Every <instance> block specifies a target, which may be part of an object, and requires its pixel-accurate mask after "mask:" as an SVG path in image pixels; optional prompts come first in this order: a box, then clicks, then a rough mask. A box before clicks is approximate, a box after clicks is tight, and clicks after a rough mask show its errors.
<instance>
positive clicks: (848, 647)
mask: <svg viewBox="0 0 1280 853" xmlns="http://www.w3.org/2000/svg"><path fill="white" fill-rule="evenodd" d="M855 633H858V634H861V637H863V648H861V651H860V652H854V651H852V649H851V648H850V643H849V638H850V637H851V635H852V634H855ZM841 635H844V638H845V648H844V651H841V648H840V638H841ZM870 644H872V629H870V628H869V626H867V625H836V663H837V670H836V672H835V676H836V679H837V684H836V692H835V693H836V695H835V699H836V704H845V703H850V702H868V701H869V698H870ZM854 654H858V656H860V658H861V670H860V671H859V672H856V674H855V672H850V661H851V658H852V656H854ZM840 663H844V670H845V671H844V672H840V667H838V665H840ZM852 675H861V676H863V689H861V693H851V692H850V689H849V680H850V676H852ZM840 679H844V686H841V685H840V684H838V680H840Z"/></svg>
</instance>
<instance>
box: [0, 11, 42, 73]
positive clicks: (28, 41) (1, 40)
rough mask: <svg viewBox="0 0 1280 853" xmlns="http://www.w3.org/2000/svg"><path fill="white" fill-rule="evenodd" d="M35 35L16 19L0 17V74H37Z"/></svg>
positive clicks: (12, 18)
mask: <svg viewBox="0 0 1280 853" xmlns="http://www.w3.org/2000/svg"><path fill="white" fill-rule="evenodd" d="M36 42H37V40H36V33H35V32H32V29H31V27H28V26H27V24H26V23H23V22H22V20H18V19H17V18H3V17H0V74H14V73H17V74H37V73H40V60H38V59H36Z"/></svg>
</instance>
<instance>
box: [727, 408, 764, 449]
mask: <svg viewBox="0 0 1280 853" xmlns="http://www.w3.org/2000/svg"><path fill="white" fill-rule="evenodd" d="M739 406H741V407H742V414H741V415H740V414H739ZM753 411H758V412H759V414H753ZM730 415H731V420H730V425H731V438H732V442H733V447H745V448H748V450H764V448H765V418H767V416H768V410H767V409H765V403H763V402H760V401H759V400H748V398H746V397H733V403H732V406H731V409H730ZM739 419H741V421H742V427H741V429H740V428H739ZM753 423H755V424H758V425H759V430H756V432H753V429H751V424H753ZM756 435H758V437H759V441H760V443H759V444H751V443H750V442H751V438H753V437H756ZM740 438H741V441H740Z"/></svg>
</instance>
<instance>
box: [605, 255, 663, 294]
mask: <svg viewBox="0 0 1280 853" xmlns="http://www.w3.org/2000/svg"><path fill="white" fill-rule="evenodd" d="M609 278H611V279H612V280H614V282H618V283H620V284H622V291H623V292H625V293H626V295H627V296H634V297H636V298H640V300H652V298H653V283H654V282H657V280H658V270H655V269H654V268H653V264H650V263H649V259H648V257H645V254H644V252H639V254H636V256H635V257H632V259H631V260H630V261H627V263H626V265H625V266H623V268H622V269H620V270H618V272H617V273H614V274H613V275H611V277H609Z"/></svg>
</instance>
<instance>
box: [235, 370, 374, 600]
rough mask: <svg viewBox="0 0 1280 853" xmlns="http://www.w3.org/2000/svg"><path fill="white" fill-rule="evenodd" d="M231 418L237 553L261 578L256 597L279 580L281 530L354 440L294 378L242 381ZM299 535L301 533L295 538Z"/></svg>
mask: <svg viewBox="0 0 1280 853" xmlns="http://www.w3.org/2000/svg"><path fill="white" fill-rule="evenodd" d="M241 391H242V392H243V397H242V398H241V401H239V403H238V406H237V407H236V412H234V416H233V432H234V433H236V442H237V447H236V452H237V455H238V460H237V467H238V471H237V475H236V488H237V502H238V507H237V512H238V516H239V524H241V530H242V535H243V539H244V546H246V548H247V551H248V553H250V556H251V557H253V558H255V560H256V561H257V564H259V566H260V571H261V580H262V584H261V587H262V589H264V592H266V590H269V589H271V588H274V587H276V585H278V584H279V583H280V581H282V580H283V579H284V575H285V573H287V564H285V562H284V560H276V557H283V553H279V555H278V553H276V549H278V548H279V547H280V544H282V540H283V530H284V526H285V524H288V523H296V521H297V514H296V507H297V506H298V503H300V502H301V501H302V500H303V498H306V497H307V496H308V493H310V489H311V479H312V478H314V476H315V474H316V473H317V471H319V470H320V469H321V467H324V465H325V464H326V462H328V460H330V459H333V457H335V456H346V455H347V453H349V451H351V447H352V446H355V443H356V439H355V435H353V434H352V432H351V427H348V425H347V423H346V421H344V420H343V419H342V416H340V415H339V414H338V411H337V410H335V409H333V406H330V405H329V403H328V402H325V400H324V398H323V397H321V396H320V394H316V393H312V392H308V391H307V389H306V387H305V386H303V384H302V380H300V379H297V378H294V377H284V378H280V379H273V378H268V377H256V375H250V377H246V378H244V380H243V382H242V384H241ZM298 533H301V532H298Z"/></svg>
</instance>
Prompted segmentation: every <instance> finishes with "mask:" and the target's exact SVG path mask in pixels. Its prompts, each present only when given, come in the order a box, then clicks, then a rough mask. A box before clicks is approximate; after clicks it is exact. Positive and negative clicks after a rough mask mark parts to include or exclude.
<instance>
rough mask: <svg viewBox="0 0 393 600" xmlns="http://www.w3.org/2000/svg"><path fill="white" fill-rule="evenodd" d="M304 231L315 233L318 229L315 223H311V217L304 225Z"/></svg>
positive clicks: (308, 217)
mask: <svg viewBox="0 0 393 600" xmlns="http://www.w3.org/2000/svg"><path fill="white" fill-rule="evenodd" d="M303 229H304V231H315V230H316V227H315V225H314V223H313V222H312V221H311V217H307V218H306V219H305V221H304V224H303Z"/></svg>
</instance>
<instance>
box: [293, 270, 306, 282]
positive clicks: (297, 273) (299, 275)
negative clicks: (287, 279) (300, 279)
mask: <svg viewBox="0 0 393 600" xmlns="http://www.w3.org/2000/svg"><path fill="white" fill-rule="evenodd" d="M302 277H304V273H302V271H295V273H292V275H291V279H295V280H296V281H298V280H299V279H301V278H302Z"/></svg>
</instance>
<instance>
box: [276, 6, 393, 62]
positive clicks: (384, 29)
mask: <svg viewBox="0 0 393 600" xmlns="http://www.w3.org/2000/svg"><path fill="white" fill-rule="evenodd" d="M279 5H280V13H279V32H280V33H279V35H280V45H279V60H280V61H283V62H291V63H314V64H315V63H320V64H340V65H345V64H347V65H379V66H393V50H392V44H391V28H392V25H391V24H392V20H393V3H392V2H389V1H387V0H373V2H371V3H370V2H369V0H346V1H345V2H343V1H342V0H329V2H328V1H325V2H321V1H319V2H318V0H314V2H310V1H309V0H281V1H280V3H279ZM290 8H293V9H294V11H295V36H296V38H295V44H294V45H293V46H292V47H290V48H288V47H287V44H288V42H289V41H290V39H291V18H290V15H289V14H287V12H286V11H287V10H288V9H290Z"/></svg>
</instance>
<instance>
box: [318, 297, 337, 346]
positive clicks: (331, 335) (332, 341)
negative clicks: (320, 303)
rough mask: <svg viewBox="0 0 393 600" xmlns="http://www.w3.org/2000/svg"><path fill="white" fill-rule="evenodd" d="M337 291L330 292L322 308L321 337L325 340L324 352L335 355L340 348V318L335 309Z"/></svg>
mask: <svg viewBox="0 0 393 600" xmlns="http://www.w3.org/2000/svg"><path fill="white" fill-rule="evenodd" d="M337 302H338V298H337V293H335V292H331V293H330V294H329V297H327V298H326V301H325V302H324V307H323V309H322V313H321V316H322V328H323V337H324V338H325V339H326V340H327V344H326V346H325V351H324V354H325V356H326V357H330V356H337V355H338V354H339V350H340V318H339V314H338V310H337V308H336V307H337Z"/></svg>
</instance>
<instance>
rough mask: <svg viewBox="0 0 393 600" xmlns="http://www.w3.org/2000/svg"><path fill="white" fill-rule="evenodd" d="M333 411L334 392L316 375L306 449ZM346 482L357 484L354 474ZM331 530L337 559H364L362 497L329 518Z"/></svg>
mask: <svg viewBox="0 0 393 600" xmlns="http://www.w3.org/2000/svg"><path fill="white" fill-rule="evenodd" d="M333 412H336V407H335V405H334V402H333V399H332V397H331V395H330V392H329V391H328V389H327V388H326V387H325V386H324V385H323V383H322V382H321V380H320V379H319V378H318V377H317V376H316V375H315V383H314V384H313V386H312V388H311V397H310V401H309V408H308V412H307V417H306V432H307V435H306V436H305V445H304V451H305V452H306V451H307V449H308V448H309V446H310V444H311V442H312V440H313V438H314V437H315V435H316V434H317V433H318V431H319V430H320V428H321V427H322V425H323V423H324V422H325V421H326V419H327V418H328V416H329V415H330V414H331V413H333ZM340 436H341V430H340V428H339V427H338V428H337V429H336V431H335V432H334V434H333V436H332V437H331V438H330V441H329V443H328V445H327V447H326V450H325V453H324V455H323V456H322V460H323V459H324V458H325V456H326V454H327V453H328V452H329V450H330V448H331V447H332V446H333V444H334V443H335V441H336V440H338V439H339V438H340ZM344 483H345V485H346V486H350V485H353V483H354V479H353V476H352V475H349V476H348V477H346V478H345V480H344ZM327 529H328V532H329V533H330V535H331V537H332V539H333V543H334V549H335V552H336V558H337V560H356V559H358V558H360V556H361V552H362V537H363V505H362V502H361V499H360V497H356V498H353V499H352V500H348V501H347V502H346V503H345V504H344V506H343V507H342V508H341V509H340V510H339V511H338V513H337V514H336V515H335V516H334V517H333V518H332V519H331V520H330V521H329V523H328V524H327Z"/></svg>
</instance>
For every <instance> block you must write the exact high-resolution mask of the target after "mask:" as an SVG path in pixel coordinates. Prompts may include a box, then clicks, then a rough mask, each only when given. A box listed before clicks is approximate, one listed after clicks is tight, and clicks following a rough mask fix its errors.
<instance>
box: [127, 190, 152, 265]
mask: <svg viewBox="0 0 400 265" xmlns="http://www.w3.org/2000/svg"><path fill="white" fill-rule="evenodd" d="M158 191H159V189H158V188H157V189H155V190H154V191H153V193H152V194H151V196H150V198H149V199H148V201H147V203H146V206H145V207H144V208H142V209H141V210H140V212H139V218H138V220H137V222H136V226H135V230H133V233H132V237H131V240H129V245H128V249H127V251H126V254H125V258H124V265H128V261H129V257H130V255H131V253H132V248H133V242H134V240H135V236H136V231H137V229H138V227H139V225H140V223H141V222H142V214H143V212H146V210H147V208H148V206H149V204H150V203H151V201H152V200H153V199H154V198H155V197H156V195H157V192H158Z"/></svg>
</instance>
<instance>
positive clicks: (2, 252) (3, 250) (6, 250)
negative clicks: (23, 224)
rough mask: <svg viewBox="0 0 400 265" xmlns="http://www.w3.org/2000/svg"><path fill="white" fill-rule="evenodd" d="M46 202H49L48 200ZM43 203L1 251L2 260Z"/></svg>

- - - -

- **What to work on**:
Across the data above, how many lines carry the word "block"? Only the number is needed.

- **Exercise result**:
2